-- Set of tasks --
A – From the text on Synodontis pardalis, reproduce the passage that begins at the words "Species of fish" and ends after the words "and obtusely pointed.".
B – In the text on Synodontis pardalis, list each feature it gives for the humeral process of S. pardalis.

-- Excerpt --
▼▼▼

Scientific classification
- Kingdom: Animalia
- Phylum: Chordata
- Class: Actinopterygii
- Order: Siluriformes
- Family: Mochokidae
- Genus: Synodontis
- Species: S. pardalis
- Binomial name: Synodontis pardalis Boulenger, 1908

= Synodontis pardalis =

- Genus: Synodontis
- Species: pardalis
- Authority: Boulenger, 1908
- Conservation status: EN

Species of fish

Synodontis pardalis is a species of upside-down catfish that is endemic to Cameroon where it occurs in the Dja River drainage. It was first described by British-Belgian zoologist George Albert Boulenger in 1908, from specimens collected in the Dja River in southern Cameroon. The species name pardalis is derived from the Greek word pardalis, which means "leopard", which refers to the spotted pattern on the fish.

== Description ==
Like all members of the genus Synodontis, S. pardalis has a strong, bony head capsule that extends back as far as the first spine of the dorsal fin. The head contains a distinct narrow, bony, external protrusion called a humeral process. The shape and size of the humeral process helps to identify the species. In S. pardalis, the humeral process is rough, a little longer than it is broad, with a ridge on the bottom edge, and obtusely pointed.

▲▲▲

-- Data for review --
▼▼▼

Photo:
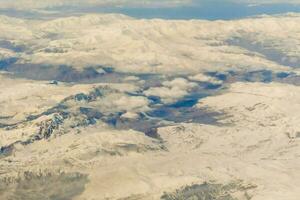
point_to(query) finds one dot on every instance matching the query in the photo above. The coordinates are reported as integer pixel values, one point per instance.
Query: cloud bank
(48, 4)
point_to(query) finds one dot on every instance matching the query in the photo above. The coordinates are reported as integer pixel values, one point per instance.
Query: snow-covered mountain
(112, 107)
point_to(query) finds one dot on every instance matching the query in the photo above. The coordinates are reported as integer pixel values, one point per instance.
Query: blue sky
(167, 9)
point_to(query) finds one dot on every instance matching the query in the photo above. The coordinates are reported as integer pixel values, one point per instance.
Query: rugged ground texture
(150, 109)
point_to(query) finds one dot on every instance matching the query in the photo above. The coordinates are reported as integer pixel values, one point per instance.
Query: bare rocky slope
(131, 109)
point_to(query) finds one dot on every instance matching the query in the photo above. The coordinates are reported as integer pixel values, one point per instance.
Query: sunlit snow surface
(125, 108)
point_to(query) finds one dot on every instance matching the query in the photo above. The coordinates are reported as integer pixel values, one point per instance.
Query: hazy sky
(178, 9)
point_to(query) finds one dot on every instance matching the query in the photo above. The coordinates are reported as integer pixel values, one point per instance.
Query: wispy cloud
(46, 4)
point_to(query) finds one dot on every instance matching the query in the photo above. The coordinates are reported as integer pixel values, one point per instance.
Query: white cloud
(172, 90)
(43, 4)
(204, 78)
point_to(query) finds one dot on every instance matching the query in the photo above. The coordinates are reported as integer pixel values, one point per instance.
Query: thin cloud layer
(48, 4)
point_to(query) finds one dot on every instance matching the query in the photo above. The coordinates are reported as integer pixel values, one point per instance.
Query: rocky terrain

▲▲▲
▼▼▼

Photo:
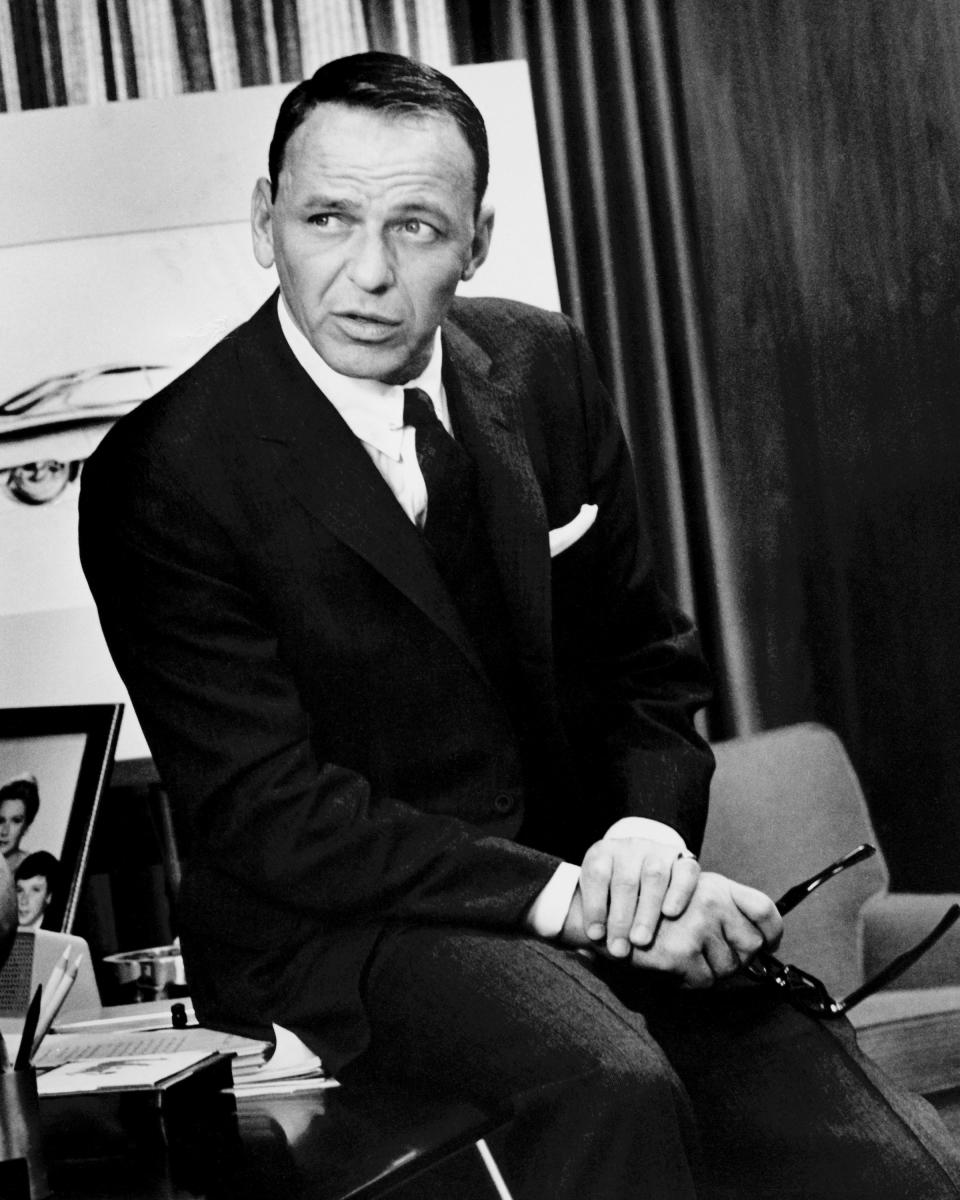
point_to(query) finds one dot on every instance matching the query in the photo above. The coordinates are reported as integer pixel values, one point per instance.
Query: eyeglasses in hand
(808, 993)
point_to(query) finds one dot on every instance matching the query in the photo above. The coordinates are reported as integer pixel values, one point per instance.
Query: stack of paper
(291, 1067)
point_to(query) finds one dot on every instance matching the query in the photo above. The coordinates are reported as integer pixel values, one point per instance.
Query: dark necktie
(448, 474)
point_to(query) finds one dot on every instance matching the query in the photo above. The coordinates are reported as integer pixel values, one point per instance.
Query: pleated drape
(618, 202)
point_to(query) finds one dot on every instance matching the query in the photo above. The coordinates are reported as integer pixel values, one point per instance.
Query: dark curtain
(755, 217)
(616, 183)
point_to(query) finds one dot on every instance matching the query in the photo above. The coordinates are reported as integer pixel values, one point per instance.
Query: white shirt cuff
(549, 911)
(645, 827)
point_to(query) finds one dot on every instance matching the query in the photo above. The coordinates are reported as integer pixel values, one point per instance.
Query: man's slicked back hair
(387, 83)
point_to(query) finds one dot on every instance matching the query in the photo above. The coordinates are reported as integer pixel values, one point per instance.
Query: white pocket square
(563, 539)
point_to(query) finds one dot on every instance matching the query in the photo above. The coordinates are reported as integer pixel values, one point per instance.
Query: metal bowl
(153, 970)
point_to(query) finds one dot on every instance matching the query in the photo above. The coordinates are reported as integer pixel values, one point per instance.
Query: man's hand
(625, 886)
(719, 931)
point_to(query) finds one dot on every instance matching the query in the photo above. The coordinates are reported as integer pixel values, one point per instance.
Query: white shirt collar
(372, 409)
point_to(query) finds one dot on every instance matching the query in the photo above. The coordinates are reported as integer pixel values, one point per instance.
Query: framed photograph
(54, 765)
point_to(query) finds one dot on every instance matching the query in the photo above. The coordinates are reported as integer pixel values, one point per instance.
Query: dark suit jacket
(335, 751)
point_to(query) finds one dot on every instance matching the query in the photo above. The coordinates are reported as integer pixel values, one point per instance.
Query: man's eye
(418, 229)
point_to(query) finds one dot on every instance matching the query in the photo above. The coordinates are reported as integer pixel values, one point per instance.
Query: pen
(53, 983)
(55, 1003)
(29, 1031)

▲▲▲
▼▼▼

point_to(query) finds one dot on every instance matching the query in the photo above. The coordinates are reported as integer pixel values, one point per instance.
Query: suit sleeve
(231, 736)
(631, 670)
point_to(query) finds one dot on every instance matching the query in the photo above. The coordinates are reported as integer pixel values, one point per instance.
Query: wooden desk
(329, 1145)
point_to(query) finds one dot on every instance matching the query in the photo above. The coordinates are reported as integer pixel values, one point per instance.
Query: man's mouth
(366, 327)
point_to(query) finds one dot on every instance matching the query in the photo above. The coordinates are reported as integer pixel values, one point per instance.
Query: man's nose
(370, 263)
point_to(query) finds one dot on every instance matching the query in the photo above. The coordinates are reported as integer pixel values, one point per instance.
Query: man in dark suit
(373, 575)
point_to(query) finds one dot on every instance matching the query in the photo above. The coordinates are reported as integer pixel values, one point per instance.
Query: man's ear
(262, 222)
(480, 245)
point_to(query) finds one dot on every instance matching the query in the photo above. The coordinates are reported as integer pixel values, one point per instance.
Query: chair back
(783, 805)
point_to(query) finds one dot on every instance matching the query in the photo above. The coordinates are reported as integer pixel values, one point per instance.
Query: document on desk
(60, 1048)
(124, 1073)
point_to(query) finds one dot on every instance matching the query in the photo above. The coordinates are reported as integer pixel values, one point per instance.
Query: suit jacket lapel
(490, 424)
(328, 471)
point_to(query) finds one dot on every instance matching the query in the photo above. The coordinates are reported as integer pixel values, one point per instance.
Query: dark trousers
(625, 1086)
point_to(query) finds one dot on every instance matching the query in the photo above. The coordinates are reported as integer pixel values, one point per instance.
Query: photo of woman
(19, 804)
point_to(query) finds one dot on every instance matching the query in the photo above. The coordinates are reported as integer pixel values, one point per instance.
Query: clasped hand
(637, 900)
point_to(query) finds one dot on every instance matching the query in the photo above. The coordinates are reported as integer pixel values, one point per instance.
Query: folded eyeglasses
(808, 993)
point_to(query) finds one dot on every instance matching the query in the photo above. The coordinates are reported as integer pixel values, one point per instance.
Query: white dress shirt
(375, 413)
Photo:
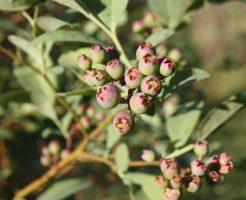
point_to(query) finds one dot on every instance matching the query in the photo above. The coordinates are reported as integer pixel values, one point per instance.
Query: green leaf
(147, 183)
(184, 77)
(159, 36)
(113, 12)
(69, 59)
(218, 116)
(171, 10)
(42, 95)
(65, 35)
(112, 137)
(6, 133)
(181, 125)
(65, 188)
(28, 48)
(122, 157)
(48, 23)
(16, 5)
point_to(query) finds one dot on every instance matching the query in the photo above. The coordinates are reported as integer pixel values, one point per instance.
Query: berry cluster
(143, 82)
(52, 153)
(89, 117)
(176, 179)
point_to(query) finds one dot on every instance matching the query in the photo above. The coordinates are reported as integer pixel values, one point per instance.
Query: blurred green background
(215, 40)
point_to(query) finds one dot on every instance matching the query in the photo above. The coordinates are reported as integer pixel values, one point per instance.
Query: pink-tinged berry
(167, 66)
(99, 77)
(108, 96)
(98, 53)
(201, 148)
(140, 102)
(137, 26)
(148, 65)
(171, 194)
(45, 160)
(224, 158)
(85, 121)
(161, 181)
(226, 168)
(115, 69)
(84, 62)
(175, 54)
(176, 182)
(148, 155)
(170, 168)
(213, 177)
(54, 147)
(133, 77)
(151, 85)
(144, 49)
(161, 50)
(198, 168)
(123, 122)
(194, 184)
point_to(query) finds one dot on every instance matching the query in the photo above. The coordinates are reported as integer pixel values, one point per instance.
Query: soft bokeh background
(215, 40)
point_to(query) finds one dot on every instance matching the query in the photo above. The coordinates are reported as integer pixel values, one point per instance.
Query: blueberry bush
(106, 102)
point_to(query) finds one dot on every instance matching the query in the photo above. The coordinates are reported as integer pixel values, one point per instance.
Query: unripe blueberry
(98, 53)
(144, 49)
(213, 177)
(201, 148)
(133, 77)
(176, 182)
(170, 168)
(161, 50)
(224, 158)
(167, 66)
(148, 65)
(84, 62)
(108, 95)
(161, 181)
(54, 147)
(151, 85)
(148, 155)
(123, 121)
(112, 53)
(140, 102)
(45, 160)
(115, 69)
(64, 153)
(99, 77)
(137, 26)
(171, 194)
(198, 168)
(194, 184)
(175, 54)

▲▲▲

-- Numbered responses --
A –
Species of fish

Synodontis pardalis is a species of upside-down catfish that is endemic to Cameroon where it occurs in the Dja River drainage. It was first described by British-Belgian zoologist George Albert Boulenger in 1908, from specimens collected in the Dja River in southern Cameroon. The species name pardalis is derived from the Greek word pardalis, which means "leopard", which refers to the spotted pattern on the fish.

== Description ==
Like all members of the genus Synodontis, S. pardalis has a strong, bony head capsule that extends back as far as the first spine of the dorsal fin. The head contains a distinct narrow, bony, external protrusion called a humeral process. The shape and size of the humeral process helps to identify the species. In S. pardalis, the humeral process is rough, a little longer than it is broad, with a ridge on the bottom edge, and obtusely pointed.

B –
- rough
- a little longer than it is broad
- a ridge on the bottom edge
- obtusely pointed